Exercise aim - Return each line from the records below that contains the string "green". Case counts.

──────────────────────────────

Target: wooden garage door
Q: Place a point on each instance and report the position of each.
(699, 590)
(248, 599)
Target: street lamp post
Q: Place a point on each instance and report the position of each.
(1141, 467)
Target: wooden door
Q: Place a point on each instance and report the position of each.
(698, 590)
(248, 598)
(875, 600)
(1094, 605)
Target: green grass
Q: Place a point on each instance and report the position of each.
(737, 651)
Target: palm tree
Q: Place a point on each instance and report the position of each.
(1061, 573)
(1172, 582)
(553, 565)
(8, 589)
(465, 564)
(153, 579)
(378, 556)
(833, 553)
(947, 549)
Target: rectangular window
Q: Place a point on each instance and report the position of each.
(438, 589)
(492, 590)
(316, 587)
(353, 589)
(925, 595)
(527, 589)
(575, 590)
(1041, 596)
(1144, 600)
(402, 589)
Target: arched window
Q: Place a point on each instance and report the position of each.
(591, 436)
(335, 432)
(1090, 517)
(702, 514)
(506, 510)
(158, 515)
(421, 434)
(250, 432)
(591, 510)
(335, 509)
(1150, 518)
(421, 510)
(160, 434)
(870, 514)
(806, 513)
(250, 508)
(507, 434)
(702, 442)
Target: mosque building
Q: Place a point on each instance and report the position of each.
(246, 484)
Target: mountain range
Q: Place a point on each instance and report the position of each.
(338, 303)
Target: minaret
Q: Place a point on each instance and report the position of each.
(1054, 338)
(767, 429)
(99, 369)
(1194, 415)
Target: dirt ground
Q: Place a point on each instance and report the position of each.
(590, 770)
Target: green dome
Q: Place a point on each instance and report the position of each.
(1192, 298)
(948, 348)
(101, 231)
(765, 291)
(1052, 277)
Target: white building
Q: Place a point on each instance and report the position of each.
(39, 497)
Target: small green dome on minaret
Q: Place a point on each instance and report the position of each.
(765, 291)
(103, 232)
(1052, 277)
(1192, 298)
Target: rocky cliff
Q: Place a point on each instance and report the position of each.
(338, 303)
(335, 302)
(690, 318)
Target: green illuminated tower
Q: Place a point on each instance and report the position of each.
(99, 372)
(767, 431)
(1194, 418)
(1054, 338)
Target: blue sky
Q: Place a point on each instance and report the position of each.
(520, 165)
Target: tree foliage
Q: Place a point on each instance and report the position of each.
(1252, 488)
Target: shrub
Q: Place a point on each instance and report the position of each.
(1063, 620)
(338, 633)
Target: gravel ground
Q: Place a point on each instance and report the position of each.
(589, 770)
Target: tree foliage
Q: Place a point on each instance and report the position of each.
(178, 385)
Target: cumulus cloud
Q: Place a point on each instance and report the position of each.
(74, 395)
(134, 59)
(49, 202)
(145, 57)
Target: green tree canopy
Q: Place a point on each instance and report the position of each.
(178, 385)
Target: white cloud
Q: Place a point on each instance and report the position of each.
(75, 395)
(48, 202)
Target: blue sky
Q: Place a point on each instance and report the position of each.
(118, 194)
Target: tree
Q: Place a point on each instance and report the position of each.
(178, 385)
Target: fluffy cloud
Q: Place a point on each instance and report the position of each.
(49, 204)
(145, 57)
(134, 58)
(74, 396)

──────────────────────────────

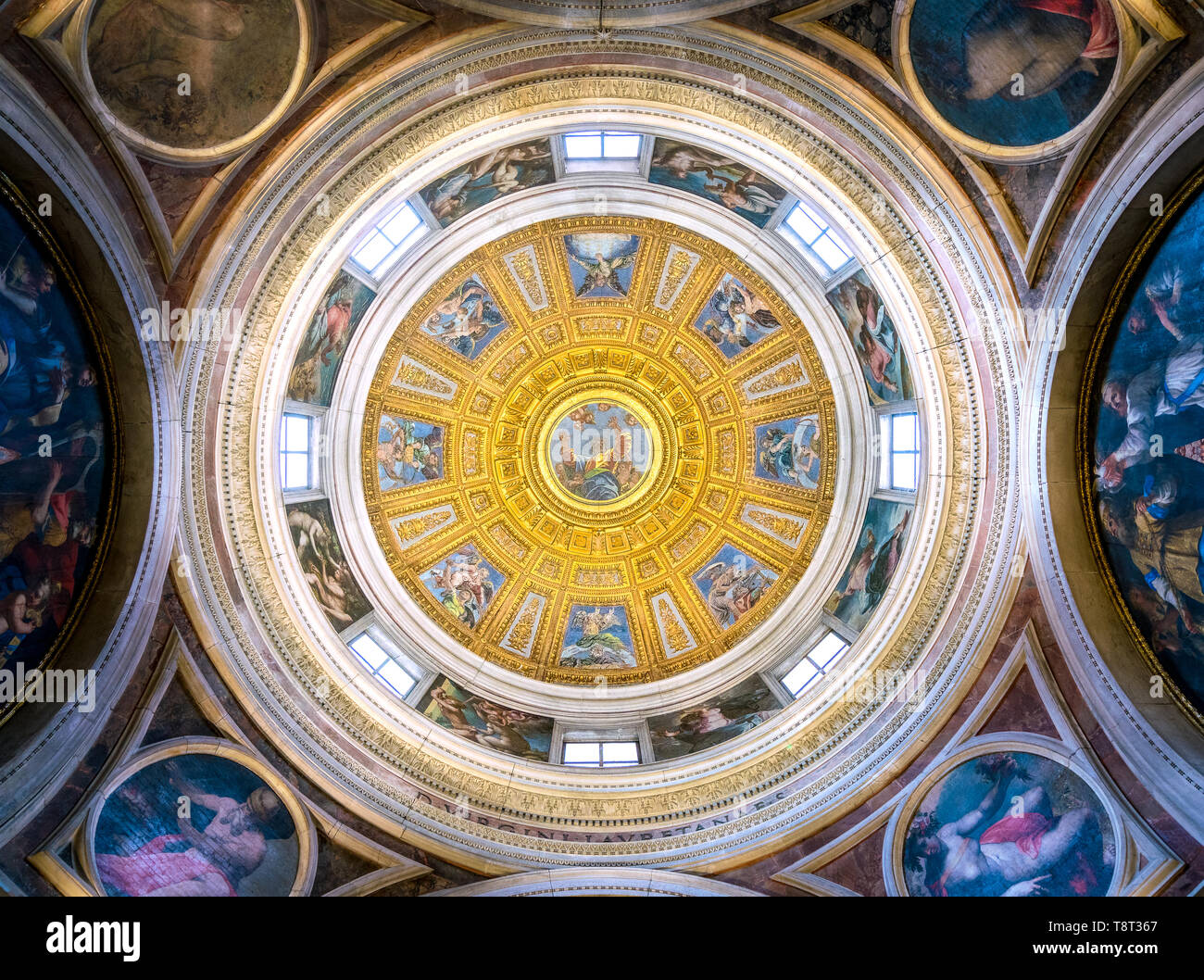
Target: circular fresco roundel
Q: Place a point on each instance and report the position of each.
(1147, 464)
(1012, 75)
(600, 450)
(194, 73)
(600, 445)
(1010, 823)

──────────────────────────────

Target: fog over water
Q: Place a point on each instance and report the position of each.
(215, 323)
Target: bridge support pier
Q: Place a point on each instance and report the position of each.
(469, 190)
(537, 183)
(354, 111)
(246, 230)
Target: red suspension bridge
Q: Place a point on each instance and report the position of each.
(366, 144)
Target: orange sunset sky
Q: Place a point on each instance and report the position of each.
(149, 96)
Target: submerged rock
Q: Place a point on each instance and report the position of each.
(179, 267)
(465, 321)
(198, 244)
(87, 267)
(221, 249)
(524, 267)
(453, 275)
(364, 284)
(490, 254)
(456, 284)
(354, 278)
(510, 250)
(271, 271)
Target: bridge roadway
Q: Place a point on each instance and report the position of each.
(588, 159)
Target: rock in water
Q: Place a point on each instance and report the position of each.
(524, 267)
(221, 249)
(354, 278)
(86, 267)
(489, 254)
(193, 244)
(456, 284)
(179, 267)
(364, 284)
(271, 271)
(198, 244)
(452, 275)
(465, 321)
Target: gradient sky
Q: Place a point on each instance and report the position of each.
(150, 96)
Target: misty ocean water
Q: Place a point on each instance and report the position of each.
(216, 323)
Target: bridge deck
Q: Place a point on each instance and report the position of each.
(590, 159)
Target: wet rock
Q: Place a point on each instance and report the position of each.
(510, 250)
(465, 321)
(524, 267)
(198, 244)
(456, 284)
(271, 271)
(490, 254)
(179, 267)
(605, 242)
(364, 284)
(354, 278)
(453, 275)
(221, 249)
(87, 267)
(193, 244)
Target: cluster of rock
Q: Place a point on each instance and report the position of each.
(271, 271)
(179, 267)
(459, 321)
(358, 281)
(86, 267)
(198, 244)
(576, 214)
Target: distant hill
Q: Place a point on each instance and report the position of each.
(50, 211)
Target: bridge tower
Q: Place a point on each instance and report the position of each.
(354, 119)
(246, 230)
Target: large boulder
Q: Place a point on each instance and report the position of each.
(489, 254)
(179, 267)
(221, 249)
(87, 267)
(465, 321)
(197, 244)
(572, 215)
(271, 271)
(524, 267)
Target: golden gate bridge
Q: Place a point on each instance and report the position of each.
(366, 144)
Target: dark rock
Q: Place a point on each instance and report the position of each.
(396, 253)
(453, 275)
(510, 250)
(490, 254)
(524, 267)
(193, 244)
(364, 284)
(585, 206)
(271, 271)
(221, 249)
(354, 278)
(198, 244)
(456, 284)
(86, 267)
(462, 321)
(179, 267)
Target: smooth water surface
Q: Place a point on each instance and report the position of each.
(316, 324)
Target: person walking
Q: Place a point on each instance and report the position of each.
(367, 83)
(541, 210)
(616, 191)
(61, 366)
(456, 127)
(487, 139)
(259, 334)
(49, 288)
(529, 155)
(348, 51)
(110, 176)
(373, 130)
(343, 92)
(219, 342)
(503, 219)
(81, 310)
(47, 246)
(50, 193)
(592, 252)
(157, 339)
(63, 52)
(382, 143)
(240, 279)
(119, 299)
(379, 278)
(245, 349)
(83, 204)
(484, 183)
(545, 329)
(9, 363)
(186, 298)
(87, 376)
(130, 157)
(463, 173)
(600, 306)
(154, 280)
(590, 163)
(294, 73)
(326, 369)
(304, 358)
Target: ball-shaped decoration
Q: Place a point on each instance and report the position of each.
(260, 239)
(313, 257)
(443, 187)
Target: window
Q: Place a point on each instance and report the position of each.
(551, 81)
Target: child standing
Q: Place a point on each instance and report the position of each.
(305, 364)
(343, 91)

──────────────────────────────

Result for this exercise -
Target: green grass
Target: green dome
Target: small green dome on minaret
Target: green illuminated tower
Target: green tree canopy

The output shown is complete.